> [STATED PROBLEM A]
Answer these questions about the Zarr page that follows:
(i) What is the benefit of opening the files with Zarr?
(ii) How long does the meta data file typically take to generate?
(iii) What is the GHI scale factor in this case?

> [DOCUMENT EXCERPT]
'''
Zarr

You can use Zarr to open NREL h5 resource files hosted on AWS S3 on your local computer. In our internal tests, this has comparable performance to reading data with an HSDS local server. The benefit of this approach is that you don’t need to run an HSDS server, the drawback is that you need to handle a large meta data file for every .h5 file you access on S3.

We currently do not have this integrated into the rex resource handler classes and are evaluating whether or not this is worthwhile.

Extra Requirements

You may need some additional software beyond the rex requirements to run this example:

pip install s3fs zarr fsspec kerchunk

Code Example

To open an h5 file hosted on AWS S3, follow the code example below. Here are some caveats to this approach:

  • Change s3_path and meta_path to your desired paths

  • The meta data file meta_path may take a long time to generate, typically a few minutes but in rare cases up to an hour.

  • The meta data file will be a few hundred MB and should be saved on your local hard drive.

  • The meta data file is unique to every h5 file regardless of spatial meta data or temporal time index.

  • Take care to apply dataset scale factors to convert from integer precision to physical units. In this case, the GHI scale factor is just 1, but it is often greater than 1. The rex resource handlers do this automatically but you need to do this manually when reading the data straight from disk.

import fsspec
import ujson
import zarr
from pathlib import Path
from kerchunk.hdf import SingleHdf5ToZarr

s3_path = 's3://nrel-pds-nsrdb/current/nsrdb_2020.h5'
meta_path = "./nsrdb_2020.json"

storage_opts = dict(mode="rb", anon=True, default_fill_cache=False,
                    default_cache_type="none")

h5chunks = SingleHdf5ToZarr(s3_path, storage_options=storage_opts,
                            inline_threshold=0)

metadata_json_path = Path(meta_path)
if metadata_json_path.exists() is False:
    with open(metadata_json_path, 'wb') as out:
        out.write(ujson.dumps(h5chunks.translate()).encode())

with open(metadata_json_path, "rb") as f:
    mapper = fsspec.get_mapper("reference://", fo=ujson.load(f),
                               remote_protocol="s3",
                               remote_options={"anon": True})

data = zarr.open(mapper)

arr = data['ghi'][:, 0] / data['ghi'].attrs["scale_factor"]
print(list(data.keys()))
print(data['ghi'], data['ghi'].shape, data['ghi'].attrs)
print(arr)
'''
> [STATED PROBLEM B] Which lines in the rows below contain the string "green"? Filter them out and copy each one, treating case as significant.

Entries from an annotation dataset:
'''
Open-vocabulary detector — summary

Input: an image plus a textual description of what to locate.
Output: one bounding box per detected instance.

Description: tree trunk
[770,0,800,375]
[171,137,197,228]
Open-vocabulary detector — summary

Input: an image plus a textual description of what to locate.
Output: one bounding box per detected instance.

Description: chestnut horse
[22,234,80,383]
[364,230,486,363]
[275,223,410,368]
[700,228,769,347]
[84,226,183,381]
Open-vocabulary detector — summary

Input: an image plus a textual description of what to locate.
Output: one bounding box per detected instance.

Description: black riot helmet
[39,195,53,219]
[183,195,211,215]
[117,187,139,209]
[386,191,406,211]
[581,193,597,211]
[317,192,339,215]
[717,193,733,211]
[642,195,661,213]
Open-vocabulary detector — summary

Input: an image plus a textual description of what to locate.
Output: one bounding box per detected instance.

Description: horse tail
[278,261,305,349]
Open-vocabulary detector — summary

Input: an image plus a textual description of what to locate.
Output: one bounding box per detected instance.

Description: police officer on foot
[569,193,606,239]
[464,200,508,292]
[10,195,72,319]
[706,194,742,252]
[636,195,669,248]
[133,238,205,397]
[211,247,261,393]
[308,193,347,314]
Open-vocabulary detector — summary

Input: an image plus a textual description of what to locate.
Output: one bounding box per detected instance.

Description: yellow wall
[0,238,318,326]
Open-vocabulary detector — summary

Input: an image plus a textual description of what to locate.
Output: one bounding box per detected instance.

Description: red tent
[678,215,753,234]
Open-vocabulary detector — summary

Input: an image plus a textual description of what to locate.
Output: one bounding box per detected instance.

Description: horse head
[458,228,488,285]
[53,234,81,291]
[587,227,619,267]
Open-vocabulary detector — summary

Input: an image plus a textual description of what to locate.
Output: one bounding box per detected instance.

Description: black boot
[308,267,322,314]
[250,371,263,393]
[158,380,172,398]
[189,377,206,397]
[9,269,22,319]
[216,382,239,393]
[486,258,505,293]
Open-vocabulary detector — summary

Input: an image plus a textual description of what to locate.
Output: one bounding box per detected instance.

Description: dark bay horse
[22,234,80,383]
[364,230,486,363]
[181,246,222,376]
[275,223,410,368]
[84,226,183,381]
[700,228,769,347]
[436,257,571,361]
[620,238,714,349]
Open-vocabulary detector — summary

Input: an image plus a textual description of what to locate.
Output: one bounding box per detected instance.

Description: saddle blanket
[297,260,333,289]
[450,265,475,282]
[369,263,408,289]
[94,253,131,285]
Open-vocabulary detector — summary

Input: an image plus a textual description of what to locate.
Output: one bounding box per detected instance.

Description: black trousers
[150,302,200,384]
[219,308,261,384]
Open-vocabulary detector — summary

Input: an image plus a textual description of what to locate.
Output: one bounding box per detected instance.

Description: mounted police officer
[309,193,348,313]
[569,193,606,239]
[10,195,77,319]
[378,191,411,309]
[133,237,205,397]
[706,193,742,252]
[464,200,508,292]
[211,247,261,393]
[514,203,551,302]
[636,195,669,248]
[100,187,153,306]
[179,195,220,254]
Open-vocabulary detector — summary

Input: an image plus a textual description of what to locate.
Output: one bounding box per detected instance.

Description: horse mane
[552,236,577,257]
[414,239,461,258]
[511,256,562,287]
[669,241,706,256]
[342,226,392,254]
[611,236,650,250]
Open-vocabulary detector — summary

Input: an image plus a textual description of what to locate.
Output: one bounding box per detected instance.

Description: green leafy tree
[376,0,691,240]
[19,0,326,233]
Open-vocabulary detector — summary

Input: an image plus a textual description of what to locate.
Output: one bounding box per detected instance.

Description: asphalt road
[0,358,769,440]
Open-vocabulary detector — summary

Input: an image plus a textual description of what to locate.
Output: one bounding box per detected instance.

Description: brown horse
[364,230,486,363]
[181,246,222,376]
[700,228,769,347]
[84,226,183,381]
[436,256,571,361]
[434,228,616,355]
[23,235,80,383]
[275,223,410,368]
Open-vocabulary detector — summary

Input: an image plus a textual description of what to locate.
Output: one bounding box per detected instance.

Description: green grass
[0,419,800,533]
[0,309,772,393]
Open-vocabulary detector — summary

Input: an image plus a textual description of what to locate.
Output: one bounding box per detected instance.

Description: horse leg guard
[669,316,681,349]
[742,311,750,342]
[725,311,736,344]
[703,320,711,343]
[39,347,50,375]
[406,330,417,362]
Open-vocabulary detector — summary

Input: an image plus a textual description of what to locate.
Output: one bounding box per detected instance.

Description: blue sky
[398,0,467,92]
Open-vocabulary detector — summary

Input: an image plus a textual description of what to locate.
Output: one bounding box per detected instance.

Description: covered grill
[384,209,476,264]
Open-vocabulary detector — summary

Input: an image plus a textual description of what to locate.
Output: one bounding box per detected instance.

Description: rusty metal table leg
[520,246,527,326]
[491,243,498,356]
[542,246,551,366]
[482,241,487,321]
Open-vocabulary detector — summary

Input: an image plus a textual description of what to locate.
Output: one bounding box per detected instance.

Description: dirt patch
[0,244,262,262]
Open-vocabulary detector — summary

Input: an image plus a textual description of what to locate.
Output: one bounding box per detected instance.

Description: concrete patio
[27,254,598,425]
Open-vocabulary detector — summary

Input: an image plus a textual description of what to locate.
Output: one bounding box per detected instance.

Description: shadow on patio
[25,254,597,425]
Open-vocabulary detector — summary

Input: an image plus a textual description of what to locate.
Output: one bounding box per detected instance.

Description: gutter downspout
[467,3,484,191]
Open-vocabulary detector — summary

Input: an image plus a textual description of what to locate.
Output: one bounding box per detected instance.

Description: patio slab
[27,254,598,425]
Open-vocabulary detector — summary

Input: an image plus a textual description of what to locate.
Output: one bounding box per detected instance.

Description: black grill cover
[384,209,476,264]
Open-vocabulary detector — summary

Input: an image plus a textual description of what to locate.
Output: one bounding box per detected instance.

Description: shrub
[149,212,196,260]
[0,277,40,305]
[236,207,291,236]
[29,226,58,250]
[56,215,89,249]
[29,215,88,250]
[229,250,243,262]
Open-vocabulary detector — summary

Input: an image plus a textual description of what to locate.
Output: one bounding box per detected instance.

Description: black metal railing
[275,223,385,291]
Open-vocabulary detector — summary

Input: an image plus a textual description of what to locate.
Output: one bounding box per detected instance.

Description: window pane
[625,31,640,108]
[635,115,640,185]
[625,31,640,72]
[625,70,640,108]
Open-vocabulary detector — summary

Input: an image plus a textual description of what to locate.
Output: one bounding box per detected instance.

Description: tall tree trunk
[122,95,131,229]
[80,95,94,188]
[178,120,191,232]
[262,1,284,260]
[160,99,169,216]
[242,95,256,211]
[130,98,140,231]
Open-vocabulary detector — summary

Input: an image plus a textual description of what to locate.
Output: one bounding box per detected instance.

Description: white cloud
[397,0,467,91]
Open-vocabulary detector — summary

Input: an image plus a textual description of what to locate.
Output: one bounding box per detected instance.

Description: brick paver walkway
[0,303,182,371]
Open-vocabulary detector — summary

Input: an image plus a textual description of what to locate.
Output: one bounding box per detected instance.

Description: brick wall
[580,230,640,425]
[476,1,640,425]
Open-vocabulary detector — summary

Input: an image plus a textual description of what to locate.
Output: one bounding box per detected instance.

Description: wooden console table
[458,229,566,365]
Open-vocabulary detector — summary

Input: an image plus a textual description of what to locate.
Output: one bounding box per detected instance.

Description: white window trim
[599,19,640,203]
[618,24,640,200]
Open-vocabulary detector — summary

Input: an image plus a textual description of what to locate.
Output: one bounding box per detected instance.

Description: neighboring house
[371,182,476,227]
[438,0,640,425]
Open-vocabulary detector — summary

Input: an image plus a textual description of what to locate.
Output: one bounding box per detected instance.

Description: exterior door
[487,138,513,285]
'''
> [COMPLETE OUTPUT A]
(i) You don't need to run an HSDS server.
(ii) Typically a few minutes, though in rare cases up to an hour.
(iii) It is 1.

> [COMPLETE OUTPUT B]
Description: green leafy tree
Description: green grass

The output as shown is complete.